## Given request:
Turn every line of the listing below into a numbered list, skipping any blank lines. Leave the pictures out of your answer.
**** Exercise data
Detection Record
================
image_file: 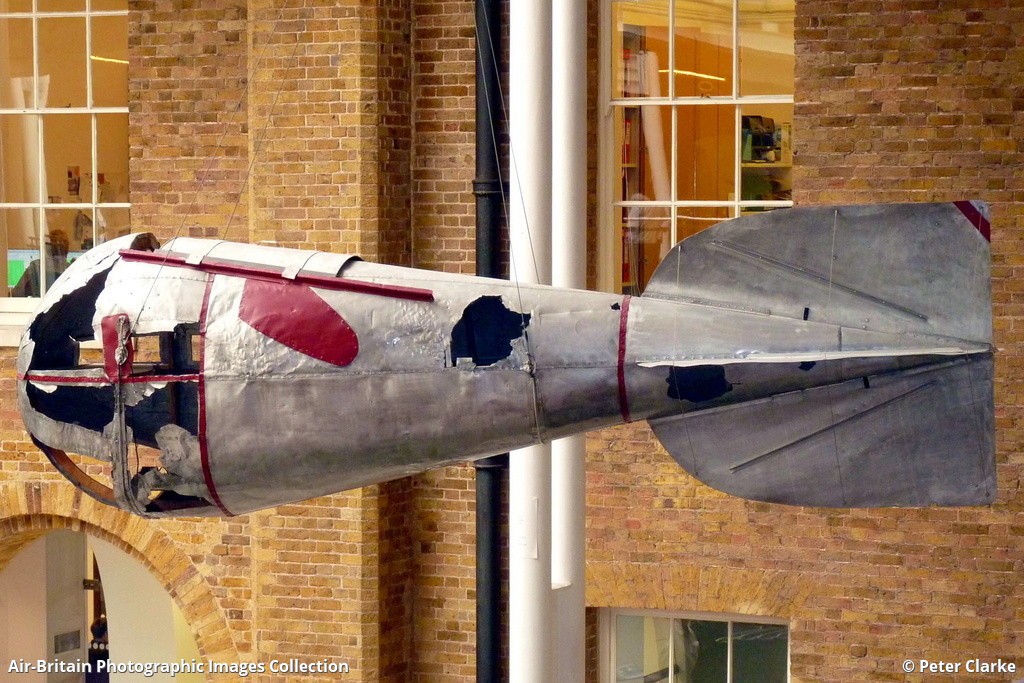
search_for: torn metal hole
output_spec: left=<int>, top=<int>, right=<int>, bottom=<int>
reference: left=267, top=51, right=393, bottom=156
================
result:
left=452, top=296, right=529, bottom=367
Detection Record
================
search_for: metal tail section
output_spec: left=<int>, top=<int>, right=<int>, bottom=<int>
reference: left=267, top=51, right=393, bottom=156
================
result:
left=644, top=202, right=995, bottom=507
left=650, top=354, right=995, bottom=507
left=644, top=202, right=992, bottom=347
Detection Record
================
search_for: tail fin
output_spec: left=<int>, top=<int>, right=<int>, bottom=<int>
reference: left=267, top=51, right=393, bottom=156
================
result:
left=644, top=202, right=995, bottom=507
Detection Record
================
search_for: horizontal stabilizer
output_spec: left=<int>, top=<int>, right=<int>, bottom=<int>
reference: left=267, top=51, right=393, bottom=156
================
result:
left=650, top=353, right=995, bottom=507
left=643, top=202, right=992, bottom=350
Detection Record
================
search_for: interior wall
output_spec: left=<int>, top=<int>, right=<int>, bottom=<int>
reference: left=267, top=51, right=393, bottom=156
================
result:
left=89, top=538, right=203, bottom=683
left=0, top=538, right=47, bottom=683
left=44, top=529, right=89, bottom=683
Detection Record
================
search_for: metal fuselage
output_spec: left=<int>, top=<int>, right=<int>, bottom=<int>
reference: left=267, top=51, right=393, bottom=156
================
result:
left=18, top=201, right=991, bottom=516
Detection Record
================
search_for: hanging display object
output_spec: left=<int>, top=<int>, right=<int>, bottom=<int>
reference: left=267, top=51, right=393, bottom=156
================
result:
left=17, top=202, right=995, bottom=517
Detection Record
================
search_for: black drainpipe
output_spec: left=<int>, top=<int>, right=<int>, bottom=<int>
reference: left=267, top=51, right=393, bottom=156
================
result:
left=473, top=0, right=508, bottom=683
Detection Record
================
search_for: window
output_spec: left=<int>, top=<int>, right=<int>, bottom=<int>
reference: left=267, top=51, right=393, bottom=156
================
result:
left=599, top=0, right=795, bottom=294
left=0, top=0, right=129, bottom=309
left=602, top=609, right=790, bottom=683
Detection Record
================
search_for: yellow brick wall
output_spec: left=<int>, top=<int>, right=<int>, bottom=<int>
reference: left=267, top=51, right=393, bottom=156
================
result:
left=587, top=0, right=1024, bottom=682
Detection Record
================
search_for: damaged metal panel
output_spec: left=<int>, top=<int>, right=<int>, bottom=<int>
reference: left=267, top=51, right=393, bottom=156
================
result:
left=18, top=203, right=994, bottom=516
********
## Complete response:
1. Detection Record
2. ================
3. image_file: 
4. search_for: torn metal hole
5. output_spec: left=<int>, top=<int>, right=<int>, bottom=<int>
6. reference: left=267, top=51, right=393, bottom=156
7. ================
8. result:
9. left=452, top=296, right=529, bottom=367
10. Detection Record
11. ================
12. search_for: metal tail section
13. output_spec: left=<int>, top=<int>, right=<int>, bottom=<int>
14. reference: left=267, top=51, right=393, bottom=156
15. ================
16. result:
17. left=644, top=202, right=995, bottom=507
18. left=650, top=354, right=995, bottom=507
19. left=644, top=202, right=992, bottom=347
20. Detection Record
21. ================
22. search_for: tail fin
23. output_spec: left=<int>, top=<int>, right=<int>, bottom=<int>
24. reference: left=267, top=51, right=393, bottom=156
25. ================
26. result:
27. left=644, top=202, right=995, bottom=507
28. Detection Record
29. ================
30. search_for: horizontal stabilizer
31. output_spec: left=<int>, top=<int>, right=<int>, bottom=<int>
32. reference: left=267, top=51, right=393, bottom=156
33. ================
34. result:
35. left=650, top=353, right=995, bottom=507
36. left=643, top=202, right=992, bottom=350
37. Detection Record
38. ================
39. search_for: interior wall
40. output_spec: left=<int>, top=<int>, right=<int>, bottom=<int>
41. reference: left=267, top=51, right=393, bottom=156
42. ================
43. result:
44. left=89, top=538, right=203, bottom=683
45. left=0, top=538, right=47, bottom=683
46. left=44, top=529, right=89, bottom=683
47. Detection Record
48. ================
49. search_for: metal fuselage
50. output_spec: left=<int>, top=<int>, right=<int>, bottom=<int>
51. reference: left=267, top=51, right=393, bottom=156
52. ================
53. result:
54. left=18, top=201, right=991, bottom=516
55. Detection Record
56. ================
57. search_for: hanging display object
58. output_spec: left=<int>, top=<int>, right=<int>, bottom=<int>
59. reference: left=267, top=51, right=393, bottom=156
60. ================
61. result:
62. left=17, top=202, right=995, bottom=517
63. Detection Record
64. ================
65. search_for: black drainpipe
66. output_spec: left=<int>, top=<int>, right=<int>, bottom=<int>
67. reference: left=267, top=51, right=393, bottom=156
68. ================
69. result:
70. left=473, top=0, right=508, bottom=683
71. Detection Record
72. ================
73. search_for: window
74. output_spec: left=<int>, top=<int>, right=<int>, bottom=<int>
75. reference: left=267, top=51, right=393, bottom=156
76. ================
77. result:
78. left=599, top=0, right=795, bottom=294
79. left=0, top=0, right=129, bottom=309
80. left=602, top=609, right=790, bottom=683
81. Detection Record
82. ================
83. search_for: yellow brick wall
84. output_spec: left=<int>, top=<int>, right=<int>, bottom=<int>
85. reference: left=267, top=51, right=393, bottom=156
86. ================
87. result:
88. left=587, top=0, right=1024, bottom=682
89. Detection Record
90. ================
91. search_for: damaged metal panel
92. output_spec: left=<int>, top=<int>, right=<int>, bottom=<int>
93. reference: left=267, top=51, right=393, bottom=156
94. ================
95. result:
96. left=18, top=203, right=994, bottom=516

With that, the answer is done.